Actions à mener:
1 > Expliquez en une à trois phrases pourquoi, d'après le compte rendu sur Rigoletto, l'opéra a connu un succès public immédiat dès sa création.
2 > Rédigez la suite du compte rendu sur Rigoletto à partir de sa dernière phrase.

L’opéra créé à Venise est le fruit de l’intérêt manifesté très tôt par Verdi pour la pièce de Victor Hugo (Le Roi s’amuse) et des contorsions auxquelles le librettiste Piave et la direction du théâtre devront se livrer pour satisfaire aux exigences de la pointilleuse censure de 1850-1851. Si la critique se montre à la création un peu choquée par le sujet (le duc débauché, la scène chez Maddalena, le bossu malveillant, la « mésaventure » galante de Gilda...), le succès public est immédiat, à raison notamment des deux airs du Duc. Œuvre un peu étrange, préférant les ensembles aux airs soli, quasi totalement organisée autour du rôle-titre, Rigoletto est un chef d’œuvre de continuité dramatique dont le succès ne s’est jamais démenti depuis sa création.
Malheureusement, l’Opéra a choisi de présenter à nouveau la mise en scène boursouflée de Claus Guth qui n’apporte rien à l’œuvre en termes de lecture ou d’éclairage. Je serais d’ailleurs volontiers encore plus sévère que dans ma chronique de 2016, dans laquelle je disais : « La première mise en scène de Claus Guth à Paris était très attendue. Décor unique constitué par un carton dans lequel va se dérouler toute l’action. L’idée de départ, qui tient dans la présence d’un double de Rigoletto, clochardisé après le drame qui se déroule sur scène, et qui est présent en permanence avec son carton, dérisoire boite à souvenirs, est séduisante. Mais elle s’avère très rapidement insuffisante pour rendre compte d’une action dramatique assez complexe. Le recours aux vidéos est extrêmement banal et la multiplication des danseurs et figurants confine parfois au ridicule (notamment dans la scène de « La donna e mobile »). Bref, cette mise en scène est très insuffisante à rendre compte de la complexité des personnages et se borne à en donner des caricatures. ».
Heureusement, la direction de Giacomo Sagripanti atteint à des niveaux rares. Elle fait chatoyer cette partition si équivoque et met en évidence la beauté de la musique de Verdi, exaltant aussi bien l’émotion la plus pure qu’une violence sourdement menaçante et une compassion omniprésente pour les personnages. L’orchestre, comme le chœur sont impeccables.
Mais c’est la présence d’une distribution hors pair qui a fait de cette soirée un très grand succès. Le Sparafucile de Goderdzi Janelidze est menaçant et inquiétant à souhait, instrument projeté de Rigoletto. La voix de basse est riche et puissante, et ses débuts sont parfaitement réussis. La Maddalena de Justina Gringyté est impressionnante de cynisme mal assumé, servie par une voix ronde et chaude, aux couleurs travaillées. Dmitry Korchak est un Duc plein d’allant et très juvénile. Très engagé dans son personnage, il en fait un séducteur érotomane léger, plus inconscient, voire naïf, que vraiment pervers. Le timbre est pur et l’émission puissante. Le chanteur est sans artifice et ne triche pas avec sa partition, au prix de quelques aigus à la justesse discutable.

Données enregistrées:
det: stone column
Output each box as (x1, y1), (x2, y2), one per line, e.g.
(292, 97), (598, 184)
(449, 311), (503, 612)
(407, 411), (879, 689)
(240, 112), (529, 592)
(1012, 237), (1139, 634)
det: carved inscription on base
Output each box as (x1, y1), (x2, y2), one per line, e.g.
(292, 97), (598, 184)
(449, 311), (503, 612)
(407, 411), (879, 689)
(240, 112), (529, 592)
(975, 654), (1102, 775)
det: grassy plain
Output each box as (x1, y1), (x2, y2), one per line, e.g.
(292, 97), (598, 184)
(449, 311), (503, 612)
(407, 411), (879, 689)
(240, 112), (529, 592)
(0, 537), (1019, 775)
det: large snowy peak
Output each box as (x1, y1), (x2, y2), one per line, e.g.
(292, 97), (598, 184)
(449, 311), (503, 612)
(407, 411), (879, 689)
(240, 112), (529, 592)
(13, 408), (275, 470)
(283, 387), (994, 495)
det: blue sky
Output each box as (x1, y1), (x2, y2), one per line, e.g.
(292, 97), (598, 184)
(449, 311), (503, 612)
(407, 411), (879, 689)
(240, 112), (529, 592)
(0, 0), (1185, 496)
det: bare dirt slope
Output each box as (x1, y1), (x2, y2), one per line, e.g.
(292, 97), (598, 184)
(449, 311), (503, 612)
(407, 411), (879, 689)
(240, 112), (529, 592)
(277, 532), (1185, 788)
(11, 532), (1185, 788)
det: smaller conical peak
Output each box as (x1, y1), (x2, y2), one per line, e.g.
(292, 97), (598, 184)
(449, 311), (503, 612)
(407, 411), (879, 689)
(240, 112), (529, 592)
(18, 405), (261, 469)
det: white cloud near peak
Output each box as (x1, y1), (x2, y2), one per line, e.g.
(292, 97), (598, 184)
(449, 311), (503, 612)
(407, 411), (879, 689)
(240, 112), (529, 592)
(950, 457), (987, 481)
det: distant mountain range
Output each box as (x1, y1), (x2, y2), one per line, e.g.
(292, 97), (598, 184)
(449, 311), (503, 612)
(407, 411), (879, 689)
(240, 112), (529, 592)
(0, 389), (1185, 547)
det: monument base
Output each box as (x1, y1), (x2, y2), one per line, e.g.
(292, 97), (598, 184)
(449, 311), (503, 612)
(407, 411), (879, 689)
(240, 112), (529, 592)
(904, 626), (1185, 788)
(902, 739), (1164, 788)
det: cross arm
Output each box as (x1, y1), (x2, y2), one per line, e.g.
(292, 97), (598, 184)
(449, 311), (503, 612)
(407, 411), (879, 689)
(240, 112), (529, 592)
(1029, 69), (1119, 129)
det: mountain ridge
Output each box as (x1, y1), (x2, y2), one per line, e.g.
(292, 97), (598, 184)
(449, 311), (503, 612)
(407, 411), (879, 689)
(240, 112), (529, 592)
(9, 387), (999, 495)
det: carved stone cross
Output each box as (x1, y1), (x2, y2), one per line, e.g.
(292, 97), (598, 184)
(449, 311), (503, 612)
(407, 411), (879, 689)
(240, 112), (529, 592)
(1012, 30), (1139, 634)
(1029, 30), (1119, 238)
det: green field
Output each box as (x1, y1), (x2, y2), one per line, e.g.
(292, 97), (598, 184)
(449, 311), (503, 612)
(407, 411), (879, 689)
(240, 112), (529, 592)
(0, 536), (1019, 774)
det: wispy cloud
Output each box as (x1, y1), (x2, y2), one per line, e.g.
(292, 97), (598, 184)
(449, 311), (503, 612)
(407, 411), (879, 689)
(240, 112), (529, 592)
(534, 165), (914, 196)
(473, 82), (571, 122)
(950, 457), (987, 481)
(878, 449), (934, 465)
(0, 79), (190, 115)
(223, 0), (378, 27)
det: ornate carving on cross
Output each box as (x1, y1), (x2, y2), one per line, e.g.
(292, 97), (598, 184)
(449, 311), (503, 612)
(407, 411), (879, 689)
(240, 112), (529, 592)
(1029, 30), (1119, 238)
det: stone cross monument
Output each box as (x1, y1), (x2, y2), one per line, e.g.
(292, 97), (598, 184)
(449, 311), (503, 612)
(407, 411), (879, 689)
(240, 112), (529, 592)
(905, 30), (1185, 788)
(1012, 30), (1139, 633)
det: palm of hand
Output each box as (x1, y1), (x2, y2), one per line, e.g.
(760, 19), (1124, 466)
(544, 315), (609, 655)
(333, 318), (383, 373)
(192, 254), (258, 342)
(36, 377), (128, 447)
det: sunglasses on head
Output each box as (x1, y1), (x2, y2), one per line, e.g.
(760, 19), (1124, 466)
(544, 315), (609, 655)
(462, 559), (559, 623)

Résultats des consignes:
1 > Le succès public a été immédiat notamment grâce aux deux airs du Duc. Il s'est imposé alors même que la critique se montrait un peu choquée par le sujet.

2 >
Nadine Sierra, verdienne accomplie, est une parfaite Gilda. Le style et la technique sont époustouflants, le timbre est superbe. Elle sert les nombreux ensembles avec justesse et de façon très équilibrée, comme par exemple dans le « Vendetta » ou tout au long de l’acte III au cours duquel elle est bouleversante.
Bien entendu, c’est Ludovic Tézier qui est le plus remarquable. La technique est souveraine, le timbre semble capable de se plier à la moindre intention de l’interprète, parfois vengeur et menaçant, parfois pitoyable, parfois simplement émouvant. Le legato est sublime et l’interprétation d’une précision diabolique.
La représentation s’est achevée en triomphe, amplement mérité.
Programme et distribution :
Giuseppe Verdi (1813-1901)
Opéra en trois actes
Livret en italien de Francesco Maria Piave d’après Victor Hugo (Le roi s’amuse)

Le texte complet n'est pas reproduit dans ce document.